[START Records provided]

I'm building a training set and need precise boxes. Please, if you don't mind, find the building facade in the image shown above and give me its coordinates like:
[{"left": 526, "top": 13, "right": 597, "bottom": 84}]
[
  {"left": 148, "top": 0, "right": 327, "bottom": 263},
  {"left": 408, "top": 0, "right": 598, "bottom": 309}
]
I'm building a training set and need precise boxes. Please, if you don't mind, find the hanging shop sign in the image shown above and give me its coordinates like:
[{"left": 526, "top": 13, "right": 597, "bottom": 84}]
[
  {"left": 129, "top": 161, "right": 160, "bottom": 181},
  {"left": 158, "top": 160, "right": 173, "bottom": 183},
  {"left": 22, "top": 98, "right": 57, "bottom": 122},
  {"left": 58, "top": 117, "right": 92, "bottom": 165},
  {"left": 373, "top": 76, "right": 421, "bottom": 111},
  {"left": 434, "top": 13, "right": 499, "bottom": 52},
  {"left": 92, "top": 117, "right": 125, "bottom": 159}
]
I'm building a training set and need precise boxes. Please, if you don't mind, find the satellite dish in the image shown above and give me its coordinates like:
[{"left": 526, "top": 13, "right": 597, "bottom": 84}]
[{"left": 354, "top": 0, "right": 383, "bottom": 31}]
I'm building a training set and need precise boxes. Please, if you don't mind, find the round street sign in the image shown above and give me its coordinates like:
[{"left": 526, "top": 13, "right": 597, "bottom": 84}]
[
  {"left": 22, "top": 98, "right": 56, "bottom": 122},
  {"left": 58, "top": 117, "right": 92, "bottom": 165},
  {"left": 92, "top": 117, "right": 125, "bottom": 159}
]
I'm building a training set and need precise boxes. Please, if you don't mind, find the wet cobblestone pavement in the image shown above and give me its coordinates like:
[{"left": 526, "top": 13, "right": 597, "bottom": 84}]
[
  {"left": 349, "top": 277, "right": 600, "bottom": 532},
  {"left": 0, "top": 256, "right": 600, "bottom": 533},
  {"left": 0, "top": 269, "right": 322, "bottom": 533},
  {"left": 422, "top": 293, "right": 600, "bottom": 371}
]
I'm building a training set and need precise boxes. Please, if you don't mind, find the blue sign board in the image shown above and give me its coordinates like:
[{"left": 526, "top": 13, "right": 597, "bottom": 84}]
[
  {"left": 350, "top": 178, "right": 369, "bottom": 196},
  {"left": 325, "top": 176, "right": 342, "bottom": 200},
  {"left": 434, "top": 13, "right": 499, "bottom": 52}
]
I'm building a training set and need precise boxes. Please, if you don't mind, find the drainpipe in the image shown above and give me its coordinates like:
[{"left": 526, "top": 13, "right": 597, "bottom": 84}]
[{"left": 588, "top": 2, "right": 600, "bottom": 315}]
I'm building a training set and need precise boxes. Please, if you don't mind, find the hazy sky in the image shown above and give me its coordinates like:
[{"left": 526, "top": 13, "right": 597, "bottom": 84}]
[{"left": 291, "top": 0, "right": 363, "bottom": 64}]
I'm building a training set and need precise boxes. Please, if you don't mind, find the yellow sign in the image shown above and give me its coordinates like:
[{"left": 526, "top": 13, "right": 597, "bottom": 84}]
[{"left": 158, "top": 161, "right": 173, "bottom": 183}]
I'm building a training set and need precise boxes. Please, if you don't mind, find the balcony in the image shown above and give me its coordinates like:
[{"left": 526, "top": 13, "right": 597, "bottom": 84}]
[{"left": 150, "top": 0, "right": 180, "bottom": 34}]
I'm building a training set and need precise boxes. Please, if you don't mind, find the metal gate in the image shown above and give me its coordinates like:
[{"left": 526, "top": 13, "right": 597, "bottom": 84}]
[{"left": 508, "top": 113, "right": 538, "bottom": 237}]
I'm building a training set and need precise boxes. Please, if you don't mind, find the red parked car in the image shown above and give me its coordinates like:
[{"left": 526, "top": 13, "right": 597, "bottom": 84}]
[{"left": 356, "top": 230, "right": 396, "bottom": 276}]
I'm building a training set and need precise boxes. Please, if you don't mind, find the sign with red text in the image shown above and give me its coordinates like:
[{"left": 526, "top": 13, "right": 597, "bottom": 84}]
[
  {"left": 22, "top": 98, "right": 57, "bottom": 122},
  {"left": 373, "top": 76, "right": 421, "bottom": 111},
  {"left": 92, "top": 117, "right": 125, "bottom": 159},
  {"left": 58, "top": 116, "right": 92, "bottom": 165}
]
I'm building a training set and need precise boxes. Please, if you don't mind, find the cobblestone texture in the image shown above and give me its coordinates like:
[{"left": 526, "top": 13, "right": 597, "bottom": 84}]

[END Records provided]

Identify every line in the rows above that contains the word "blue", and copy each one in full.

• Task solution:
I'm building a training set and need precise boxes. Please, if you don't mind, find the blue sign board in the image shown above and give me its coordinates like:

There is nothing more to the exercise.